» **Work item**:
In the text on the stages of mourning below, begin at "Many people who" and stop after "in their environment.", rewriting that span with "misidentify" swapped for "mistake".

» **Selected extract**:
----

Four Stages Of Mourning
STAGE I: To Accept The Reality Of The Loss
The first stage of grieving is to
come full face with the reality that the person is dead. That the person is gone
and will not return.
Many people who have sustained a loss find themselves calling out for the lost person, and they sometimes tend to misidentify others in their environment.
The opposite of accepting the reality
of the loss is not believing through some type of denial.
It should be emphasized that after a death, it is very normal to hope for a reunion or to assume that the deceased is not gone. However for most people, this illusion is short-lived, at least for this life; and this enables them to move through to Stage II.
STAGE II: To Experience The Pain Of Grief
Experiencing the pain of grief
includes the literal physical pain that many people experience and the emotional
and behavioral pain associated with loss. It is necessary to acknowledge and
work through this pain or it will manifest itself through some symptom or other
form of aberrant behavior.
One of the aims of grief counseling is to help facilitate people through this difficult second stage so they don’t carry the pain with them throughout their lives.
STAGE III: To Adjust To An Environment In Which The Deceased Is Missing
Adjusting to a new environment means different things to different people, depending on what the relationship was with the deceased and the various roles the deceased played. For many widows it takes a considerable period of time to realize what it is like to live without their husbands. This realization often begins to emerge around three months after the loss and involves coming to terms with living alone, raising children alone, facing an empty house, and managing finances alone.

----

» **Given data**:

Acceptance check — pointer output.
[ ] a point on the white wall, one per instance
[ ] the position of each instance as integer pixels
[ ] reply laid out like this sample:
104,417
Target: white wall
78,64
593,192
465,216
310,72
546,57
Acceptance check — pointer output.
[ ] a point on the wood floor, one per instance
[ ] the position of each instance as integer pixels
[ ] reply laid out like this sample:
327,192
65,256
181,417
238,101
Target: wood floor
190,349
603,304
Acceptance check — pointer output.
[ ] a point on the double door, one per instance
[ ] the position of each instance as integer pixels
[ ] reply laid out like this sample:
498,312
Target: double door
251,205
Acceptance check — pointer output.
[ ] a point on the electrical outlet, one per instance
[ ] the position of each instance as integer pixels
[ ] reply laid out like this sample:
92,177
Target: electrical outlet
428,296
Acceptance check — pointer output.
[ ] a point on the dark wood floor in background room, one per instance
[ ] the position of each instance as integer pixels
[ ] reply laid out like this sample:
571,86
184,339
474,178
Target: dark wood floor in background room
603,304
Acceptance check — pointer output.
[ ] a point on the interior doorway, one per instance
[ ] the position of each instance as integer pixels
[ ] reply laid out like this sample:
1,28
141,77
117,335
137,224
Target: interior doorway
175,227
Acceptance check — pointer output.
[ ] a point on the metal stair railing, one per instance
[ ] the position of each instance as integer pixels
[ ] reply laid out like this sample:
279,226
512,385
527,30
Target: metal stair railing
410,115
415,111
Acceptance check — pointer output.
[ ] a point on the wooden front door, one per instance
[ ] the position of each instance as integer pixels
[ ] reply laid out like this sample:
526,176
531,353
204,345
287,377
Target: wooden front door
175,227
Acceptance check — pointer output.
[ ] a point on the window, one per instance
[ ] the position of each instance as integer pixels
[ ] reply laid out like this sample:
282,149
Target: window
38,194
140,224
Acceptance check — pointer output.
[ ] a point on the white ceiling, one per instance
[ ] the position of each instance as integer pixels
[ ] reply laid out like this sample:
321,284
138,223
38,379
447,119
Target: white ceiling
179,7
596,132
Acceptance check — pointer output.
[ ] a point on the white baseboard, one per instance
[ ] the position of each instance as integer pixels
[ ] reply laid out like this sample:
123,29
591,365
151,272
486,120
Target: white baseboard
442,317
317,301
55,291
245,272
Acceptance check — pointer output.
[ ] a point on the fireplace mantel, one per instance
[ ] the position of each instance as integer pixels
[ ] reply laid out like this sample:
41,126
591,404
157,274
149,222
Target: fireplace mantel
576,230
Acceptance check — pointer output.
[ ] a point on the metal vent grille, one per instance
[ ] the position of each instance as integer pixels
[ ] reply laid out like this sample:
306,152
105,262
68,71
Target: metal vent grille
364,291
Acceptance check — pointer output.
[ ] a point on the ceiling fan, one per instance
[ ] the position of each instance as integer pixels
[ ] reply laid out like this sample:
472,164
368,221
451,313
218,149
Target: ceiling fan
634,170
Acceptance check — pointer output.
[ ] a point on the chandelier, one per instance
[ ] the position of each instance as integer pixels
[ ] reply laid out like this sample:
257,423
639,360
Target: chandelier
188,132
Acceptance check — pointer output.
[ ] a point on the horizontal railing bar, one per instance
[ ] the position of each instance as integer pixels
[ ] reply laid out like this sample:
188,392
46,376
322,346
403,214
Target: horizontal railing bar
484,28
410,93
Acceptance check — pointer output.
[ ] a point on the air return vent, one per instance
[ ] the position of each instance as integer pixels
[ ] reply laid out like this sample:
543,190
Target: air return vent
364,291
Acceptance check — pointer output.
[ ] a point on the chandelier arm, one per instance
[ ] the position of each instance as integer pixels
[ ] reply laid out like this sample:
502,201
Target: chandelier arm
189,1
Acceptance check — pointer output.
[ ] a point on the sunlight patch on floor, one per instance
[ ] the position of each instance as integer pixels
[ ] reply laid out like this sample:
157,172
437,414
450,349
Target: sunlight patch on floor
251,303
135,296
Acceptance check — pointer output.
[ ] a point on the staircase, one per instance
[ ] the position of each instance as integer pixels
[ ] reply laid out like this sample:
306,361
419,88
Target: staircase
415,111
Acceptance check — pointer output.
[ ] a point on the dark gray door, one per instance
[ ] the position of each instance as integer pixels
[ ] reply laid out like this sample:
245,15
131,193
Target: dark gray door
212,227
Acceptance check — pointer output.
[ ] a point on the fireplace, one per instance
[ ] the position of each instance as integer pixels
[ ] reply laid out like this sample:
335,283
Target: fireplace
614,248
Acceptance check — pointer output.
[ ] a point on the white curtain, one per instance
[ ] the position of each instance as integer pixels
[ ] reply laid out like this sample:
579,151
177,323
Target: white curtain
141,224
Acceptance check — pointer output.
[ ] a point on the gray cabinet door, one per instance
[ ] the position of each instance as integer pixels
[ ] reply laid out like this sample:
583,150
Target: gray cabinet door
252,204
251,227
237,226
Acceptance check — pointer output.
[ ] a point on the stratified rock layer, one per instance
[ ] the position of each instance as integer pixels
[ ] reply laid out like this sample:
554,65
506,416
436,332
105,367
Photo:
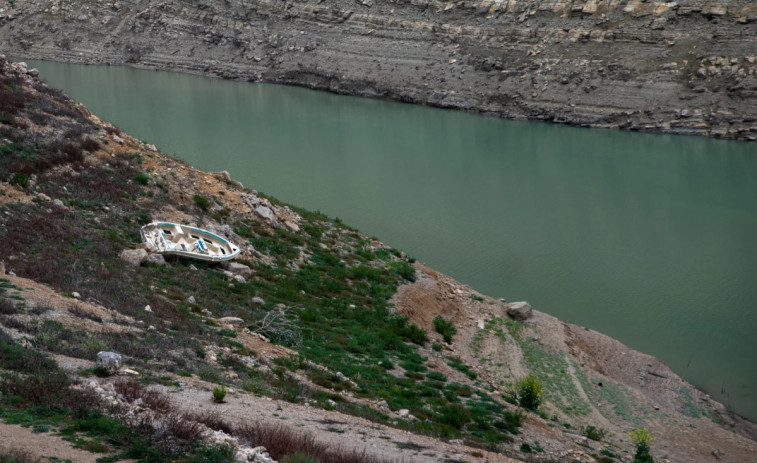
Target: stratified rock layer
684,67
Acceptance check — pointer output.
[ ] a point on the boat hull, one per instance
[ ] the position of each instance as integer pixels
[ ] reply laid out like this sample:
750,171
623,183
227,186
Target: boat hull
173,239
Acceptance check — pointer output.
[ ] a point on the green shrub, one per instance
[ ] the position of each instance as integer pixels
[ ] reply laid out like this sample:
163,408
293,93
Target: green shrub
529,392
202,202
415,334
445,328
594,433
642,439
20,179
454,415
219,393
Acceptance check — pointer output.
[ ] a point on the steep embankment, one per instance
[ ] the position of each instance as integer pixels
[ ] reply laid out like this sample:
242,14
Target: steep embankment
315,327
686,67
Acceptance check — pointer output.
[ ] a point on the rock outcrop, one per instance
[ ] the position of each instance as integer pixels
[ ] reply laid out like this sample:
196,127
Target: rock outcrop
687,67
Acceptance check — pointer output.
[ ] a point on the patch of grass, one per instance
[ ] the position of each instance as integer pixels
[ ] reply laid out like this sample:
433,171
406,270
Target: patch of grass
594,433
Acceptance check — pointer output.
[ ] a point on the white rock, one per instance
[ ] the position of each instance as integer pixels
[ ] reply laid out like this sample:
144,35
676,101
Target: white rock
264,212
133,257
108,362
520,310
232,321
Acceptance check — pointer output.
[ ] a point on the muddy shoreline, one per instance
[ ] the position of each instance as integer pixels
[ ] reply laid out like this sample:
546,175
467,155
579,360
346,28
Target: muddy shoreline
682,68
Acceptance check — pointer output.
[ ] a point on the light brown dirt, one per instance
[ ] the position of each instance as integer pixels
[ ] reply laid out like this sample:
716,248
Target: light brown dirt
652,388
41,445
330,427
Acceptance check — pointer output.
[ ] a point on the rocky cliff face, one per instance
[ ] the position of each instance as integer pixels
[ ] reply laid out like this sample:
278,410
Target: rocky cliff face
687,67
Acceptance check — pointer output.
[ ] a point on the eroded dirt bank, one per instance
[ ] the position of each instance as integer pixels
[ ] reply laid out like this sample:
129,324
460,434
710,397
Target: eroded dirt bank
685,67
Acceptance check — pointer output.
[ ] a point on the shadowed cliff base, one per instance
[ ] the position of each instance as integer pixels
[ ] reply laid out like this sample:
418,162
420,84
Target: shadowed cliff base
684,67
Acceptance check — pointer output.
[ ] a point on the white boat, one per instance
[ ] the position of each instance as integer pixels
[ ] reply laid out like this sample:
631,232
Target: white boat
181,240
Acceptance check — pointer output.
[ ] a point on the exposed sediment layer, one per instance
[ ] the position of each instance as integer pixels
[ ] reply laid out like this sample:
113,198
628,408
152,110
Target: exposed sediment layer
687,67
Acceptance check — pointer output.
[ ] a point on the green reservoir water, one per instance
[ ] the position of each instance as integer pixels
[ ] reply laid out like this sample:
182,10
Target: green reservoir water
650,239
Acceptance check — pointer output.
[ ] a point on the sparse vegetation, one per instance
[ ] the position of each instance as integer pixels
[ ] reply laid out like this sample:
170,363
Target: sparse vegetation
594,433
219,394
642,439
529,392
445,328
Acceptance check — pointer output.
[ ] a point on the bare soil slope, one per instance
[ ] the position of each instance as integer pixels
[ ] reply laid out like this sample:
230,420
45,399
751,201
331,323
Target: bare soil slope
687,67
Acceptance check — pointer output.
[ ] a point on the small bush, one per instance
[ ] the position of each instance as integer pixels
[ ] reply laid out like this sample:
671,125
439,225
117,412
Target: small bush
642,439
594,433
7,307
219,393
202,202
529,392
445,328
20,179
454,415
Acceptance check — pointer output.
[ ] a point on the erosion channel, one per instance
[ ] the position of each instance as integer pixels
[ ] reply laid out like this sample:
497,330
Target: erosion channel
647,238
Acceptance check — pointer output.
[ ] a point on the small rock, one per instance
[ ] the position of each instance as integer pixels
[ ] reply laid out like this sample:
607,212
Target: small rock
264,212
155,259
108,362
232,321
520,310
133,257
238,269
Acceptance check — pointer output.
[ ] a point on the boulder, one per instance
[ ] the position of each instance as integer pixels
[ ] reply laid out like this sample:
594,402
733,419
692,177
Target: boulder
520,310
236,321
264,212
155,259
108,362
133,257
238,269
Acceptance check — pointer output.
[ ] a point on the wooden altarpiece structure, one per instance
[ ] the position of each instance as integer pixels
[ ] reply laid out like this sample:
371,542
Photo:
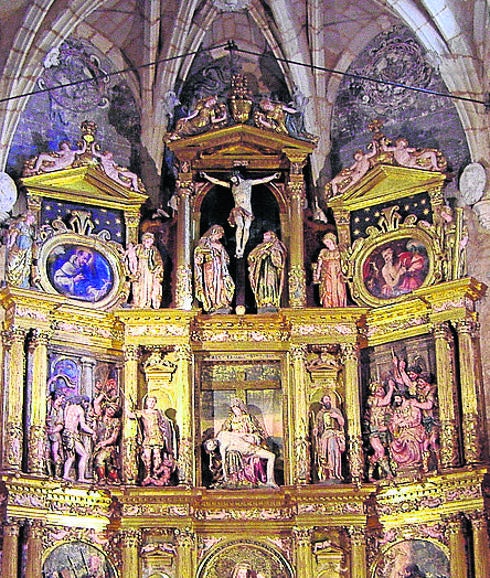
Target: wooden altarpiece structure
375,514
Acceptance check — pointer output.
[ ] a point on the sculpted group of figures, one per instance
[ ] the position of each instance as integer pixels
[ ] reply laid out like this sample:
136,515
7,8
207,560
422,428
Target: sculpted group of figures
401,423
83,437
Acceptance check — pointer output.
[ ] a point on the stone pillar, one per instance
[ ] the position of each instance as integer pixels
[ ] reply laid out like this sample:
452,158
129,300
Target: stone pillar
296,193
481,548
186,553
37,426
457,548
358,551
449,438
350,361
469,375
300,416
132,225
183,290
130,426
14,392
10,550
304,558
130,540
34,557
87,375
186,413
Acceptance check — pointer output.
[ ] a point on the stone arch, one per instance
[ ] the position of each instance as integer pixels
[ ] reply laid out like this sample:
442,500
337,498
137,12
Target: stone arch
223,559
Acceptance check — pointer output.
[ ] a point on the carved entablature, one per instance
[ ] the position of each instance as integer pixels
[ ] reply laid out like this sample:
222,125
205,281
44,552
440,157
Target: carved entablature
80,265
396,234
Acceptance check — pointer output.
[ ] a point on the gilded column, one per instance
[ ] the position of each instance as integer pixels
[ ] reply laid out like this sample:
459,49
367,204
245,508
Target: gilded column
481,549
87,375
304,558
457,549
129,433
470,390
183,291
297,276
10,549
34,549
130,541
350,361
185,553
37,428
358,551
185,410
12,455
444,346
300,413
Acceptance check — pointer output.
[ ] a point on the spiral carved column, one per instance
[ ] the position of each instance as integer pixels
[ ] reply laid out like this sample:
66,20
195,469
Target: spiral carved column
130,540
301,440
186,447
10,549
128,443
444,347
350,360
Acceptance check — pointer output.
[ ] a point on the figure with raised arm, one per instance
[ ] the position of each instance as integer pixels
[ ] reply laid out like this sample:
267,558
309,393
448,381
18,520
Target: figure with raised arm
75,424
20,246
242,444
267,263
329,441
60,159
241,216
121,175
214,286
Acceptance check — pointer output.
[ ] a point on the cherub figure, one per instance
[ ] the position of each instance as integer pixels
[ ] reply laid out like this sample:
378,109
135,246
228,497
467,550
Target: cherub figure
411,157
121,175
56,160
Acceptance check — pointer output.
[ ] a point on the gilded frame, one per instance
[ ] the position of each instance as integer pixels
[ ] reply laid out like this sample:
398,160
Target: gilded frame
63,248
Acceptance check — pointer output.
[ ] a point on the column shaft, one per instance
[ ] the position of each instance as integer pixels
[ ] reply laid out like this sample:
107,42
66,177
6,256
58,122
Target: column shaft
10,550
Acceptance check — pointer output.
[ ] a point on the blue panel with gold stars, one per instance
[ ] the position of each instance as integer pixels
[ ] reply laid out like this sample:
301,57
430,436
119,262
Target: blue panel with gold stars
418,205
103,219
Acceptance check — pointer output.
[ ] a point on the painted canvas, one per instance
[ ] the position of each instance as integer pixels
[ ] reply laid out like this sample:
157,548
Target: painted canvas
79,272
77,560
396,268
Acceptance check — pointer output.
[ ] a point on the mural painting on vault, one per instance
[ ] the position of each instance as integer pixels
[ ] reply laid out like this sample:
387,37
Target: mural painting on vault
396,268
413,559
401,419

----

» **The answer**:
Many people who have sustained a loss find themselves calling out for the lost person, and they sometimes tend to mistake others in their environment.